• **PROVIDED PASSAGE**:
_ _ _ _ _ _ _
Skill 2 – Stress management

Leroy was clearly under a great deal of stress, much of which was self-imposed. Stress often triggers anger responses. Managing stress can help prevent anger outbursts, as well as reducing employee “burnout” and hampered performance. Effective stress-reduction strategies include learning breathing techniques, adjusting expectations, improving time-management, and finding a way to mentally adjust your mind-view and self-talk so that stressors loose their power to stress you out. Other effective stress-reduction techniques include watching your nutrition, getting proper sleep, and taking care of your body through exercise.

Skill 3 – Emotional Intelligence

Popularized by psychologist Daniel Goleman, much research shows that increasing “EQ” is correlated with emotional control and increased workplace effectiveness.

What is “EQ” exactly? According to Goleman, it is “the capacity for recognizing our own feelings and those of others, for motivating ourselves, and for managing emotions well in ourselves and in our relationships.”
_ _ _ _ _ _ _
• **Source data**:
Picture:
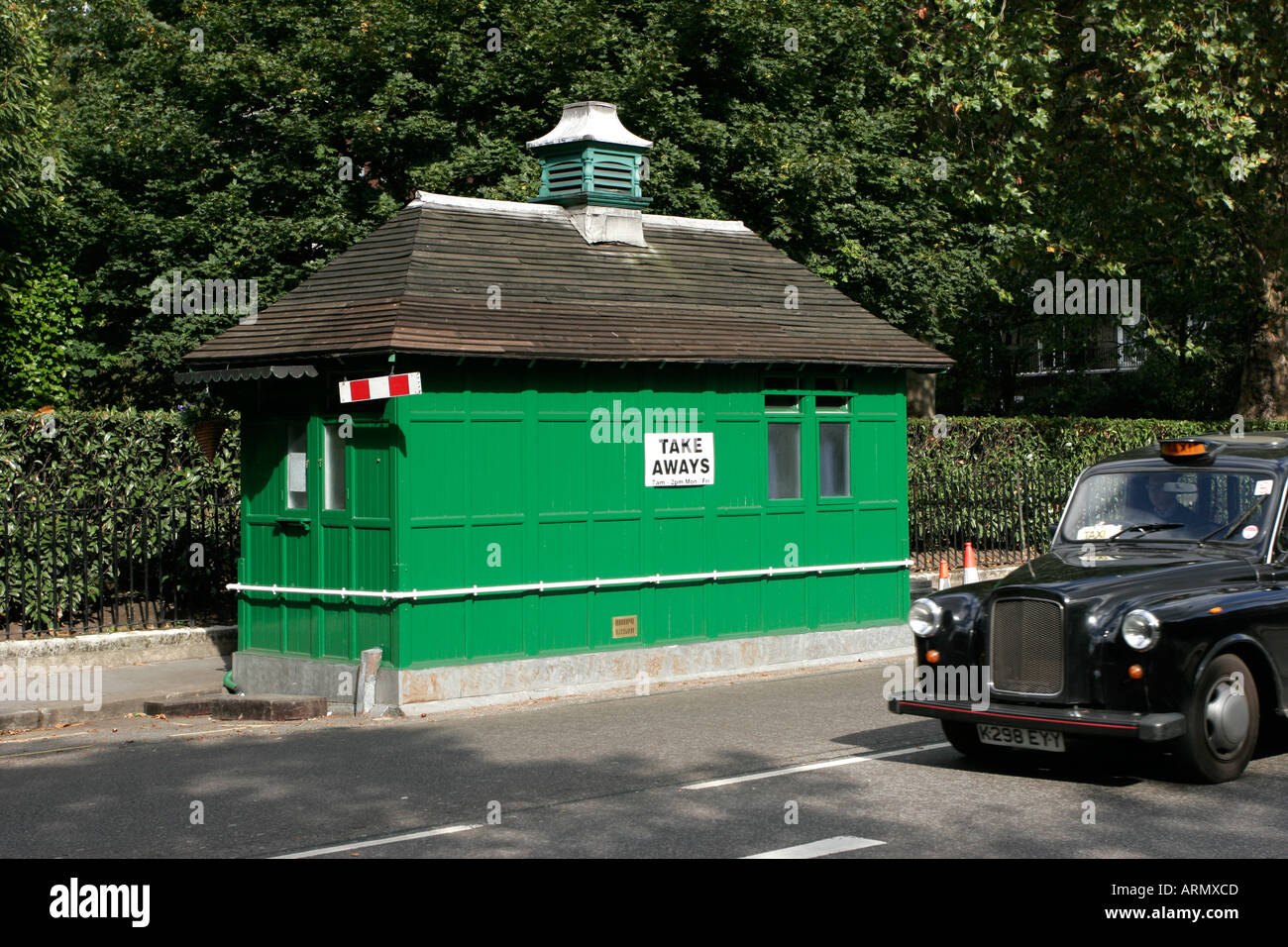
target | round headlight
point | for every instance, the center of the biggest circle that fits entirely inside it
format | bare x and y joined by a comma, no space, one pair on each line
923,617
1140,629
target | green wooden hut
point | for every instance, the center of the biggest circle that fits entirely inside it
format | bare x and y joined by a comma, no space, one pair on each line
644,449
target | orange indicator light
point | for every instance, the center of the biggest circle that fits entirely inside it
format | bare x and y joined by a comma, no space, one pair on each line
1184,449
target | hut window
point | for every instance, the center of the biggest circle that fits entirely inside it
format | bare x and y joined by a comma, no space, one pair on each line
833,459
785,462
296,466
333,467
782,402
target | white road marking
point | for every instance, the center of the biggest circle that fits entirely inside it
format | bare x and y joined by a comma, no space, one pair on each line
806,767
824,847
373,843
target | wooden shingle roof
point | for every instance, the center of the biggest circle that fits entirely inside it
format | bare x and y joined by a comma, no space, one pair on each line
699,291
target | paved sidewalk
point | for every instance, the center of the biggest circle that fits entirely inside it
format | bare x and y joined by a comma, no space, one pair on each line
124,690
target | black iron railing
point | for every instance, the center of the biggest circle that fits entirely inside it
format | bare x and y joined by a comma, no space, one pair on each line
103,565
1006,517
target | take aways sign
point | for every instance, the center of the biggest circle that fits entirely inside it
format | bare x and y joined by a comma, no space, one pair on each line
679,460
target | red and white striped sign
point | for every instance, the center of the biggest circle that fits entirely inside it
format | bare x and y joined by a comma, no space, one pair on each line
380,386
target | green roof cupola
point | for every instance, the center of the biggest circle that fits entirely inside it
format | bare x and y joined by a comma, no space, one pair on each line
590,158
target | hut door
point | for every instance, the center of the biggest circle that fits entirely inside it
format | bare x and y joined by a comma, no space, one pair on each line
295,530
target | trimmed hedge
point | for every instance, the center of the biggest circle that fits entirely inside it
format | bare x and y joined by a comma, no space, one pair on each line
1054,446
130,458
147,457
1001,482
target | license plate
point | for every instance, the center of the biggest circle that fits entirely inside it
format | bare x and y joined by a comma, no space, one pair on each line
1019,737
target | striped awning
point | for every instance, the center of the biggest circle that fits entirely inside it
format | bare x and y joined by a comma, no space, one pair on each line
246,372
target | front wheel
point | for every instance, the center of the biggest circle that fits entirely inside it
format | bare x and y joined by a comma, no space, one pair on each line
1222,722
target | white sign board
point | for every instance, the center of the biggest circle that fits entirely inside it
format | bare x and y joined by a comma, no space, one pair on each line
679,460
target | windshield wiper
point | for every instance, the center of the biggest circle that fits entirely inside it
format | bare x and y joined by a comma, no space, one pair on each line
1146,527
1240,521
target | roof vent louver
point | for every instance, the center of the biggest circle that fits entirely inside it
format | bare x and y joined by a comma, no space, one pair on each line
590,159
_ _ _ _ _ _ _
• **REQUIRED WORK**:
1: In the skills passage, who popularized EQ?
2: Please reproduce the skills passage between "Leroy was clearly" and "increased workplace effectiveness.", inclusive.

• **TASK-BY-TASK RESULTS**:
1: Psychologist Daniel Goleman.

2:
Leroy was clearly under a great deal of stress, much of which was self-imposed. Stress often triggers anger responses. Managing stress can help prevent anger outbursts, as well as reducing employee “burnout” and hampered performance. Effective stress-reduction strategies include learning breathing techniques, adjusting expectations, improving time-management, and finding a way to mentally adjust your mind-view and self-talk so that stressors loose their power to stress you out. Other effective stress-reduction techniques include watching your nutrition, getting proper sleep, and taking care of your body through exercise.

Skill 3 – Emotional Intelligence

Popularized by psychologist Daniel Goleman, much research shows that increasing “EQ” is correlated with emotional control and increased workplace effectiveness.